_Records supplied_.
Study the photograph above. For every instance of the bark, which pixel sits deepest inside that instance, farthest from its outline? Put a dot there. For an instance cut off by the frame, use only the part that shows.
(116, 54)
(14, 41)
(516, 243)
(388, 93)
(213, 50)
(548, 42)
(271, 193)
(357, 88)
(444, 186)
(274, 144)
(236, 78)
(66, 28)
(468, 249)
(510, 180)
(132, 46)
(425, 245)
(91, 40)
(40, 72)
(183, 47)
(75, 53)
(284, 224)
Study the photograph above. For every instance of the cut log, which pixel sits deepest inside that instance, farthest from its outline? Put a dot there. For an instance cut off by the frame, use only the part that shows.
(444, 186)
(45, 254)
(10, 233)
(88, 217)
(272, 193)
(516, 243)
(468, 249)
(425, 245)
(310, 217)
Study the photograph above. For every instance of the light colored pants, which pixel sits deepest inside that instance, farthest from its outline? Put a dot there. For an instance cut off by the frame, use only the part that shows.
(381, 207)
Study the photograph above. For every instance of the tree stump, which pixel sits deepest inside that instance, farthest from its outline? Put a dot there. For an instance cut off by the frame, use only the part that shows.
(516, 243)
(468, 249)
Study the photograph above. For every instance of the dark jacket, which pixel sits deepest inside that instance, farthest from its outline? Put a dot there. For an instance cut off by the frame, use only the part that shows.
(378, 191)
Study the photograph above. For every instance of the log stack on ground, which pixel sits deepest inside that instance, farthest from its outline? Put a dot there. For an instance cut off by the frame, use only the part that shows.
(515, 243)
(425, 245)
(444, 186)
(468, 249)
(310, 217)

_What is expected_. Please swap "Put a dot there" for "Mark that spot with a dot" everywhere it occurs in the data above, and leave everything else unchanged.

_Solution below_.
Study the photograph above. For every instance of the bark, which pixel sits deepest inside that instance, farthest from its outline? Mark that spot with a dot. For an instance cut off by the frame, use only the part that shows.
(116, 54)
(14, 41)
(516, 243)
(388, 93)
(213, 50)
(548, 42)
(271, 193)
(357, 88)
(444, 186)
(274, 144)
(236, 78)
(66, 28)
(468, 249)
(510, 180)
(132, 46)
(425, 245)
(91, 40)
(40, 72)
(183, 47)
(75, 53)
(284, 224)
Study the photograph above. For every instance of the cut log, which pixel sits deepest inside that instance, farthest from its outline? Mark that spot with a dot. For an instance cut off by the frame, use only the part that shows.
(444, 186)
(45, 254)
(10, 233)
(88, 217)
(272, 193)
(516, 243)
(468, 249)
(425, 245)
(310, 217)
Study the photograph above. For every instance of the light colored pants, which pixel sits deepest inside that instance, farthest from its outline? Mark that spot with a dot. For an instance cut off by the frame, use only the part that shows.
(381, 207)
Study the photograph above. For every instance of the tree stump, which pixel sits deepest inside that instance, farthest from its outline? Mark that spot with a dot. For an instance cut off by the frame, use only the part that shows.
(516, 243)
(468, 249)
Study the photograph above. For every instance of the dark jacket, which pixel sits deepest inside that instance, farthest from its outline? Mark that spot with a dot. For an instance cut off by the frame, use only the part that shows.
(378, 191)
Study the photograph above. For every instance of the log stack on ground, which pixel sits deepest inside that instance, farthest from its outline? Mark that spot with a dot. For an instance cut off by the frame, use only the part that shows.
(515, 243)
(425, 245)
(444, 186)
(468, 249)
(310, 217)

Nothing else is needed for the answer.